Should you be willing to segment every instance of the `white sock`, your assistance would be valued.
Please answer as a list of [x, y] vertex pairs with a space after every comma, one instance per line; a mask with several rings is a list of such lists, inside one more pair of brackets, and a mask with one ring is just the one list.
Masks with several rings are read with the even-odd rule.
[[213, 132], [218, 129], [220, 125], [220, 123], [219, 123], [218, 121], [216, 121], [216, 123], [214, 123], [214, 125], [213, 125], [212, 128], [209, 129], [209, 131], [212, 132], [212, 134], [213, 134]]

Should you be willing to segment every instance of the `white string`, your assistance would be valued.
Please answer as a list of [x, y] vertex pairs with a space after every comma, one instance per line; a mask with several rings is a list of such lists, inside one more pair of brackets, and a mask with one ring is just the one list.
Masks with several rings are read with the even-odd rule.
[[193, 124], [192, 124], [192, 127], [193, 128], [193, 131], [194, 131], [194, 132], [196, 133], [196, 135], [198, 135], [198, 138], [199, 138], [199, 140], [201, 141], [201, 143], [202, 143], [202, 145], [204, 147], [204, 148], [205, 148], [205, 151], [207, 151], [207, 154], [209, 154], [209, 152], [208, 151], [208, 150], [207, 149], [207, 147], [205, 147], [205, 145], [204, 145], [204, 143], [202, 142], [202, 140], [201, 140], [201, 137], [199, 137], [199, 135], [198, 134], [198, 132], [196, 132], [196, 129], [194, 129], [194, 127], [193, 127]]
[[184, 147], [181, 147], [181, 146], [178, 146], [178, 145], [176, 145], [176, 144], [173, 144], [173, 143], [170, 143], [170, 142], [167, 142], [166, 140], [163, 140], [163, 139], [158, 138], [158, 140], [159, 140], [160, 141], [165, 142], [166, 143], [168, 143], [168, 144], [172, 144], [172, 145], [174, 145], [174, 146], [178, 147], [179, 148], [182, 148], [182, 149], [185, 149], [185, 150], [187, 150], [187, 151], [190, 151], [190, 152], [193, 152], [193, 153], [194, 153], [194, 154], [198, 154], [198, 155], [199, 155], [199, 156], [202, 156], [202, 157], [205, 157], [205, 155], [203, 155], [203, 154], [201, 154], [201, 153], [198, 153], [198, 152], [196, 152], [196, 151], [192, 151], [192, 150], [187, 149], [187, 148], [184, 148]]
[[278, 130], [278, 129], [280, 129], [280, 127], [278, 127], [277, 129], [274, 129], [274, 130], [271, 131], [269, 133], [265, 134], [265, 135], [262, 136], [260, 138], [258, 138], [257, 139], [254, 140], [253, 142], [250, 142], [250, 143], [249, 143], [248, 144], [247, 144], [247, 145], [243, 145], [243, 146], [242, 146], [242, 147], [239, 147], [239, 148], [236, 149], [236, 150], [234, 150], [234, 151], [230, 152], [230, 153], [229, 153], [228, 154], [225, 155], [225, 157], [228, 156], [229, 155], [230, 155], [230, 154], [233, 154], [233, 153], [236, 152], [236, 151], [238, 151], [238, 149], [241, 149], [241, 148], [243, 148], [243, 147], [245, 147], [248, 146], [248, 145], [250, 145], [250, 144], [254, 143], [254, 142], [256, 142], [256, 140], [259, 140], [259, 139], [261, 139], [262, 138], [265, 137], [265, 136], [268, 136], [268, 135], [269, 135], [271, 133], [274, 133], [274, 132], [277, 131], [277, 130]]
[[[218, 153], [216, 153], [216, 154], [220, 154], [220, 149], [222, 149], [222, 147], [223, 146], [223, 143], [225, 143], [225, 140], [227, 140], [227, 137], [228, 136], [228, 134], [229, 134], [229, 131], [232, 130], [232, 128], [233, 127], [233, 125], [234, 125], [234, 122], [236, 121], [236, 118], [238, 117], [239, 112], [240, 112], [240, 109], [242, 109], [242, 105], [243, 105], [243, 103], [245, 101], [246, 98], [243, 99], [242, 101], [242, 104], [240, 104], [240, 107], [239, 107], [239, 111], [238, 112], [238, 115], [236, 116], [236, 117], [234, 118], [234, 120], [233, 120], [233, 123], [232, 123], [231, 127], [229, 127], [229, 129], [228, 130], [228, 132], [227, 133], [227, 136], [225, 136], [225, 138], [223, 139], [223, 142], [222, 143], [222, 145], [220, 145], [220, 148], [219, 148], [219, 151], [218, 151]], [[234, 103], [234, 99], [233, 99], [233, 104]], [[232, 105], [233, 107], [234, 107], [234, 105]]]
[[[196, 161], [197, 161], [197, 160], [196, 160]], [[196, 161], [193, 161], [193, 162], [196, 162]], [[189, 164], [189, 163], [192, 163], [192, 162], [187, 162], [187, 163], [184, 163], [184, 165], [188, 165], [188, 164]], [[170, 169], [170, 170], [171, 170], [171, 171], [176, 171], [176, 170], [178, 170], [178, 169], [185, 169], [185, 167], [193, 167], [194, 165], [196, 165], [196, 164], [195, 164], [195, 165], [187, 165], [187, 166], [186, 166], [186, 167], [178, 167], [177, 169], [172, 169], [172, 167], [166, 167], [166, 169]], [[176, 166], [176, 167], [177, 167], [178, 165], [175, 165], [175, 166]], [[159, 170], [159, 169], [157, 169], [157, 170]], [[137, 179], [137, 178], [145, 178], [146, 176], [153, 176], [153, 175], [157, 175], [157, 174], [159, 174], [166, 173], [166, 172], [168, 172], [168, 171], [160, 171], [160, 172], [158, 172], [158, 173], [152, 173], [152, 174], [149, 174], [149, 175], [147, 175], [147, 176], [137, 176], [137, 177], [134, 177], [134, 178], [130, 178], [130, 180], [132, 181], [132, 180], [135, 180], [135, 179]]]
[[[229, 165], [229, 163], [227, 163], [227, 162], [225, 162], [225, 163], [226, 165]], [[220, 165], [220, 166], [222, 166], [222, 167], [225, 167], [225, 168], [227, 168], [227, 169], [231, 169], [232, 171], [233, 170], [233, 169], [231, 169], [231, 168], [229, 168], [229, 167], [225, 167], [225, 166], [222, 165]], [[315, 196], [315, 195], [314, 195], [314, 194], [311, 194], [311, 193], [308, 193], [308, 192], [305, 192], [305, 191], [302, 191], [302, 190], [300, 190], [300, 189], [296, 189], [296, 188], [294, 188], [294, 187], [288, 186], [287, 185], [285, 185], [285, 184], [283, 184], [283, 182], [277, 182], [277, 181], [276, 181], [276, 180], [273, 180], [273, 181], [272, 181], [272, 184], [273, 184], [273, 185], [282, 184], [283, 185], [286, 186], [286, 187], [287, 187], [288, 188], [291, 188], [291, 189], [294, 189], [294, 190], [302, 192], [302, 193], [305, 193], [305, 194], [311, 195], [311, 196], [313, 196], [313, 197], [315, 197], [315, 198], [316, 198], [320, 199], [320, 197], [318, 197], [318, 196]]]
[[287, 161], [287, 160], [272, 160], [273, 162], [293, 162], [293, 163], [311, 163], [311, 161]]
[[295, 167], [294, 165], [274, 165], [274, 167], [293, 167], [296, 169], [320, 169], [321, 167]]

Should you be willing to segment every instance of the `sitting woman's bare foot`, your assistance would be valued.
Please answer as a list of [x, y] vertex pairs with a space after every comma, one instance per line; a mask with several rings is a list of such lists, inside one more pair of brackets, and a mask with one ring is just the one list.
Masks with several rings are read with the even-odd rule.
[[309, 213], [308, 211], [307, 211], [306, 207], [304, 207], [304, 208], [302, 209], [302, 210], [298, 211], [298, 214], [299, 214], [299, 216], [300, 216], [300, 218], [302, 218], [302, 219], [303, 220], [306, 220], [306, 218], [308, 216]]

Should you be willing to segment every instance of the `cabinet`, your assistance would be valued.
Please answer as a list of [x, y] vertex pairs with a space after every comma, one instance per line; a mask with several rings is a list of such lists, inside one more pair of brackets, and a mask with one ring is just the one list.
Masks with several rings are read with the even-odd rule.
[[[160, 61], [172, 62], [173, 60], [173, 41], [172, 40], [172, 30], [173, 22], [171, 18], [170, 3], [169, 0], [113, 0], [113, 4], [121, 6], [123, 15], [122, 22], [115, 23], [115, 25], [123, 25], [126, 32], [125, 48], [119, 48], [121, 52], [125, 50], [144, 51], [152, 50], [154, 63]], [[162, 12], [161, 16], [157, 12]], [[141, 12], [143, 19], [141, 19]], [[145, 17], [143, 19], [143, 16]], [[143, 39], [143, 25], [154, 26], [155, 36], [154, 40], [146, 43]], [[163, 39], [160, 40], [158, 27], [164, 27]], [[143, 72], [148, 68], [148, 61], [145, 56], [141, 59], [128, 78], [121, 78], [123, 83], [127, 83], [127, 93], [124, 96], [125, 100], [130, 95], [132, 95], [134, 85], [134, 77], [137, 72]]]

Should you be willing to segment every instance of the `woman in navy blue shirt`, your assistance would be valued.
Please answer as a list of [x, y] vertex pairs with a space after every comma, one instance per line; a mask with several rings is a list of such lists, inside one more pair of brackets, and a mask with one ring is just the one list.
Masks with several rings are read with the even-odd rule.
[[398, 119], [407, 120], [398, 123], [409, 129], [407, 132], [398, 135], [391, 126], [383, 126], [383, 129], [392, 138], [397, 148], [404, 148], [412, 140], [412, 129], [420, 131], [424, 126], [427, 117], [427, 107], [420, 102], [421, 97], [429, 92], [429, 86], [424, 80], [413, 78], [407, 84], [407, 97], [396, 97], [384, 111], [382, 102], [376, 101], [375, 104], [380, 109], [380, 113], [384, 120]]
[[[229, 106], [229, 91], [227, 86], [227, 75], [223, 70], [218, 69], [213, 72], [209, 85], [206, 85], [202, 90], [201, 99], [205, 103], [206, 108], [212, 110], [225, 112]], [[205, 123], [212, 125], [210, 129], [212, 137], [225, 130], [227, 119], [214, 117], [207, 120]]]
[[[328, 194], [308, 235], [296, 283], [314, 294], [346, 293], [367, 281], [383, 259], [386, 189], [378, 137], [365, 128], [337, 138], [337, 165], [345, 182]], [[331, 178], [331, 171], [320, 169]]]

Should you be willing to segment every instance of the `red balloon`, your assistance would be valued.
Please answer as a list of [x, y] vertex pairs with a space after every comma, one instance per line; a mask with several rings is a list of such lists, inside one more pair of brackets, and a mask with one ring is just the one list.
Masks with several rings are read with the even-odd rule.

════════════════════

◆ **STATED PROBLEM**
Please reproduce the lines between the line containing "in navy blue" and the line containing "113], [384, 120]]", inclusive, substituting "appreciated" for "valued" and leaving everything else unchanged.

◆ **CORRECT RESULT**
Should you be willing to segment every instance of the `woman in navy blue shirt`, your assistance would be appreciated.
Please answer as a list of [x, y] vertex pairs with a space after every comma, one instance per line; a mask with several rings is a list of such lists, inside one more pair of brackets, and a mask with one ring is just the one list.
Masks with several rings are read with the even-odd rule.
[[398, 119], [407, 120], [398, 123], [409, 129], [407, 132], [398, 135], [391, 126], [383, 126], [383, 129], [392, 138], [397, 148], [404, 148], [412, 140], [412, 129], [420, 131], [424, 126], [427, 117], [427, 107], [420, 102], [421, 97], [429, 92], [429, 86], [424, 80], [413, 78], [407, 84], [407, 97], [396, 97], [384, 111], [382, 102], [376, 101], [375, 104], [380, 109], [380, 113], [384, 120]]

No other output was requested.